Items from a point labeling set:
+++++
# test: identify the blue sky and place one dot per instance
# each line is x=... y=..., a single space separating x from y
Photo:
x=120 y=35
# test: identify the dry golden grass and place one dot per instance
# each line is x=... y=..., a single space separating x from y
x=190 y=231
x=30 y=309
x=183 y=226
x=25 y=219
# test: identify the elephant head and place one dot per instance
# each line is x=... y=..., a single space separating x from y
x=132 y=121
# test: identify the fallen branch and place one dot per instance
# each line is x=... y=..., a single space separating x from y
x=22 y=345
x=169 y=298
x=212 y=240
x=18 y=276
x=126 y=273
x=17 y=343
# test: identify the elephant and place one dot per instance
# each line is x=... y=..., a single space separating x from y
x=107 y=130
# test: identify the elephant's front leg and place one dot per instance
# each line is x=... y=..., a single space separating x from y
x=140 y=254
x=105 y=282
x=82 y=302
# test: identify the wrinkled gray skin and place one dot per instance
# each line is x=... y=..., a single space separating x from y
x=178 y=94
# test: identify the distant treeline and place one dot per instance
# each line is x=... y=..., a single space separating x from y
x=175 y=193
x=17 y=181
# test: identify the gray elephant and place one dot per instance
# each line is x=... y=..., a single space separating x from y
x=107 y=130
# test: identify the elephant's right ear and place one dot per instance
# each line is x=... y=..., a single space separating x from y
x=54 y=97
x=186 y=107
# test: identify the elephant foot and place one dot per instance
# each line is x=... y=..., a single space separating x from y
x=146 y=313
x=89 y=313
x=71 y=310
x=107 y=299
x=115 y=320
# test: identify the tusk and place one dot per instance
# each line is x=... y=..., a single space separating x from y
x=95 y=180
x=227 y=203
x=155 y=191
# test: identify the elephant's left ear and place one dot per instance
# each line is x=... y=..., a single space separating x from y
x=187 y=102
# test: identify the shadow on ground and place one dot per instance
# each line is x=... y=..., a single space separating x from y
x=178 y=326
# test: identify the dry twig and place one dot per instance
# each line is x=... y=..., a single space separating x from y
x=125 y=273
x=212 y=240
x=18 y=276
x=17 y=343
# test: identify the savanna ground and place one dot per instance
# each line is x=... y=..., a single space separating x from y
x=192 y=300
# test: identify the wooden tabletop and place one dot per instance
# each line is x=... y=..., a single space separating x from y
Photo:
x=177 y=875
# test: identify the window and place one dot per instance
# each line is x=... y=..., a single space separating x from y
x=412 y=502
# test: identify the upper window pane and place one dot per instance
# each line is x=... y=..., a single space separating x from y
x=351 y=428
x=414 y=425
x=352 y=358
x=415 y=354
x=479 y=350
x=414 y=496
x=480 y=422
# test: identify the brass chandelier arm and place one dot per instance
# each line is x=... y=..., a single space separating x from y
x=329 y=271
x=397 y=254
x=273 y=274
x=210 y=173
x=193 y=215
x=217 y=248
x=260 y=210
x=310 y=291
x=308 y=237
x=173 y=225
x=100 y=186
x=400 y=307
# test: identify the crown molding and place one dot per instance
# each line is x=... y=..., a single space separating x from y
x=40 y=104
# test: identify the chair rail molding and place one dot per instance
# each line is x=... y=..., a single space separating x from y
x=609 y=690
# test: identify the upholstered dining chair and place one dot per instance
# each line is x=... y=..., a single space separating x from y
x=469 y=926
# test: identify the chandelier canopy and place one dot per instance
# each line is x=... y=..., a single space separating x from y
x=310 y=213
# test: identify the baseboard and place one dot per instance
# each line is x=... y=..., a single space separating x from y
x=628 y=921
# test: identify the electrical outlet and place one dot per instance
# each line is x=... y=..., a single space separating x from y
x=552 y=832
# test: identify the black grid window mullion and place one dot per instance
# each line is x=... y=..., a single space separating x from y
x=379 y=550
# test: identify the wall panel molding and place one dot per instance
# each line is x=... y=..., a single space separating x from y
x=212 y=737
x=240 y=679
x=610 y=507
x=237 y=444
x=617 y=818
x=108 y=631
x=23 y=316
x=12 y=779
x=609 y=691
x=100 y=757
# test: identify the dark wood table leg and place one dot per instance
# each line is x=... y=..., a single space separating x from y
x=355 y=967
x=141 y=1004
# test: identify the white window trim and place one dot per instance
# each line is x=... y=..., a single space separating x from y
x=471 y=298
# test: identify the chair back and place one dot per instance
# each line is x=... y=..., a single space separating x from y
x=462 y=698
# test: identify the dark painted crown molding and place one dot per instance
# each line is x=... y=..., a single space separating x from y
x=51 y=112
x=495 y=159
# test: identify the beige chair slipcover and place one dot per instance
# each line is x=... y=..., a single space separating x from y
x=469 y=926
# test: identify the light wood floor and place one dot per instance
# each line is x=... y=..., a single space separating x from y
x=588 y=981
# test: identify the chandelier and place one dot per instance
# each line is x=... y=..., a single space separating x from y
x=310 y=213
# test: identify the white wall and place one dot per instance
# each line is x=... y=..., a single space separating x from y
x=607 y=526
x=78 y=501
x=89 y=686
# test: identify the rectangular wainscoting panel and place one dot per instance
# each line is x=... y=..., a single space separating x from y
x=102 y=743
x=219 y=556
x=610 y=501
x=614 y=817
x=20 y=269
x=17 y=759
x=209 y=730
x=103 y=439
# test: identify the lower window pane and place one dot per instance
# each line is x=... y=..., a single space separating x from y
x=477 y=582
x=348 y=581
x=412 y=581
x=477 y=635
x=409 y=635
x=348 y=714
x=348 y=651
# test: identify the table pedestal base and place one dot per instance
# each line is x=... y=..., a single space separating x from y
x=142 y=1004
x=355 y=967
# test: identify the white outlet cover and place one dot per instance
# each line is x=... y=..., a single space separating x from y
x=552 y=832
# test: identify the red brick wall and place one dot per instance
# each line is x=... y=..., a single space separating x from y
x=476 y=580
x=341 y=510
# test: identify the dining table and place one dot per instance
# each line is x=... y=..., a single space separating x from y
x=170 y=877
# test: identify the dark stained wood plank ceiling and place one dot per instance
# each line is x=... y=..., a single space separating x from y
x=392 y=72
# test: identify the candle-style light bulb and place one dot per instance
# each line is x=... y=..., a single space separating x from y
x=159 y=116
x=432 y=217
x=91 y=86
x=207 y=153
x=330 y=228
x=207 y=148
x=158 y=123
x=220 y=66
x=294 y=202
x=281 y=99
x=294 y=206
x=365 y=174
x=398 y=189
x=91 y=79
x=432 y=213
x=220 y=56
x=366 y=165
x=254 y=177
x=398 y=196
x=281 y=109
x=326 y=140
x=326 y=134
+++++
> Exercise brief:
Print every line of the items above without changing anything.

> Response to this task:
# test: identify the blue sky and place one dot per instance
# each line is x=... y=..., a single space separating x from y
Photo:
x=120 y=35
# test: identify the dry golden grass and place one dot per instance
# each line is x=... y=..., a single space separating x from y
x=190 y=231
x=30 y=309
x=183 y=226
x=25 y=219
# test: identify the elephant head and place one dot per instance
# each line is x=... y=..., a single space separating x from y
x=132 y=121
# test: identify the fallen branch and place one dot per instance
# each line is x=... y=..., a single space separating x from y
x=22 y=345
x=169 y=298
x=212 y=240
x=18 y=276
x=126 y=273
x=17 y=343
# test: identify the elephant and place one dot per instance
# each line is x=... y=..., a single space separating x from y
x=107 y=130
# test: identify the elephant's front leg and place one dot per instance
# each line is x=... y=..., a single space separating x from y
x=140 y=254
x=105 y=282
x=82 y=302
# test: identify the wrinkled gray skin and place one dot per instance
# each line is x=... y=..., a single space separating x from y
x=178 y=94
# test: identify the distant treeline and place one dot per instance
# each line is x=... y=..., a single space separating x from y
x=175 y=193
x=17 y=181
# test: identify the gray elephant and place one dot per instance
# each line is x=... y=..., a single space separating x from y
x=107 y=130
# test: identify the elephant's right ear and place one dot per instance
# each line is x=... y=..., a single space separating x from y
x=54 y=97
x=186 y=107
# test: identify the elephant foot and place one dot per instance
# each line is x=... y=..., a single space separating x from y
x=146 y=313
x=89 y=313
x=71 y=310
x=107 y=299
x=115 y=320
# test: identify the tusk and place one dot per instance
# each line is x=... y=..., a single space separating x from y
x=95 y=180
x=227 y=203
x=155 y=191
# test: identify the elephant's left ear and place one dot per instance
# each line is x=... y=..., a single space separating x from y
x=187 y=102
# test: identify the shadow on ground and place one dot per instance
# each line is x=... y=..., a single space separating x from y
x=178 y=326
# test: identify the dry twig and place one dot per instance
# each line is x=... y=..., a single space separating x from y
x=125 y=273
x=212 y=240
x=18 y=276
x=17 y=343
# test: identify the savanna ground and place one dot per instance
# each line is x=... y=..., a single space separating x from y
x=192 y=300
# test: identify the wooden tabletop and place one dot per instance
# each line is x=... y=..., a single space separating x from y
Photo:
x=177 y=875
# test: identify the window and place one dot per instance
# each line is x=... y=..., a single space separating x from y
x=412 y=502
# test: identify the upper window pane and place one dot per instance
# each line is x=... y=..., a single space separating x from y
x=351 y=428
x=414 y=425
x=352 y=358
x=415 y=354
x=479 y=350
x=414 y=496
x=480 y=422
# test: identify the brass chandelier arm and place one dot per instance
# each line is x=... y=..., a single space separating x from y
x=329 y=271
x=397 y=254
x=273 y=274
x=210 y=173
x=193 y=215
x=217 y=248
x=260 y=210
x=310 y=291
x=308 y=237
x=173 y=225
x=100 y=186
x=400 y=307
# test: identify the crown molding and place one dot per instance
# each line is x=... y=..., a single space separating x from y
x=40 y=104
# test: identify the chair rail molding and place one dot per instance
# each line is x=... y=..., a single space separating x from y
x=609 y=690
# test: identify the upholstered dining chair and place one dot per instance
# each line is x=... y=..., a single space separating x from y
x=469 y=926
# test: identify the chandelier canopy and place one dot per instance
# each line is x=... y=..., a single space separating x from y
x=310 y=213
# test: identify the baseboard and place one dot per instance
# each line is x=... y=..., a single space separating x from y
x=628 y=921
# test: identify the electrical outlet and place one dot per instance
# each line is x=... y=..., a single space separating x from y
x=552 y=832
# test: identify the black grid window mullion and place one dot per instance
# each line is x=... y=..., a single space separating x from y
x=379 y=550
# test: identify the wall panel molding and place one dot per instance
# each line is x=... y=..., a single space separating x from y
x=212 y=737
x=240 y=679
x=610 y=507
x=237 y=444
x=617 y=818
x=108 y=631
x=23 y=316
x=12 y=779
x=609 y=691
x=100 y=757
# test: identify the dark wood table leg and place one dot per instance
# each line is x=... y=..., a single space separating x from y
x=355 y=967
x=141 y=1004
# test: identify the white window trim and place one dot per instance
# each line is x=... y=..., a single space separating x from y
x=471 y=298
# test: identify the chair back and place one dot per instance
# each line is x=... y=..., a single space separating x from y
x=462 y=698
# test: identify the dark painted crown molding and place one dot per instance
# each line is x=... y=..., a single space separating x from y
x=51 y=112
x=495 y=159
# test: identify the beige chair slipcover and place one dot per instance
# each line is x=... y=..., a single space separating x from y
x=469 y=926
# test: identify the light wood floor and place one dot per instance
# each line is x=... y=..., a single space separating x from y
x=588 y=981
# test: identify the chandelier and place one dot per instance
# each line is x=... y=..., a single space separating x from y
x=310 y=213
# test: identify the white wall and place one dot per instance
# each line is x=... y=..., a single space separating x from y
x=607 y=526
x=78 y=501
x=89 y=686
# test: identify the rectangular wainscoting panel and place one dot per instance
# each line is x=... y=..., a single space separating x from y
x=102 y=743
x=219 y=556
x=610 y=501
x=614 y=817
x=20 y=269
x=17 y=759
x=209 y=730
x=103 y=439
# test: identify the lower window pane and place one dot per instance
# each line is x=... y=..., a single space separating x from y
x=477 y=582
x=348 y=581
x=412 y=581
x=477 y=635
x=409 y=635
x=348 y=714
x=348 y=651
# test: identify the table pedestal base and place one dot per instance
# each line is x=... y=..., a single space separating x from y
x=142 y=1004
x=355 y=967
# test: identify the white outlet cover and place one dot per instance
# each line is x=... y=..., a single space separating x from y
x=552 y=832
# test: identify the red brick wall and place one dot per instance
# each line is x=... y=..., a single space separating x from y
x=476 y=580
x=341 y=510
# test: identify the dining table and place one dot per instance
# each line is x=... y=..., a single space separating x from y
x=170 y=877
# test: identify the dark stained wood plank ceiling and place one dot per instance
# each line is x=... y=..., a single space separating x from y
x=392 y=72
# test: identify the candle-style light bulb and place one dot per instance
# each line is x=... y=..., a single space separating x from y
x=159 y=116
x=432 y=217
x=91 y=86
x=207 y=153
x=330 y=228
x=207 y=148
x=158 y=123
x=220 y=66
x=294 y=202
x=281 y=99
x=294 y=206
x=365 y=174
x=398 y=189
x=91 y=79
x=432 y=213
x=220 y=56
x=366 y=165
x=254 y=177
x=398 y=196
x=281 y=109
x=326 y=140
x=326 y=134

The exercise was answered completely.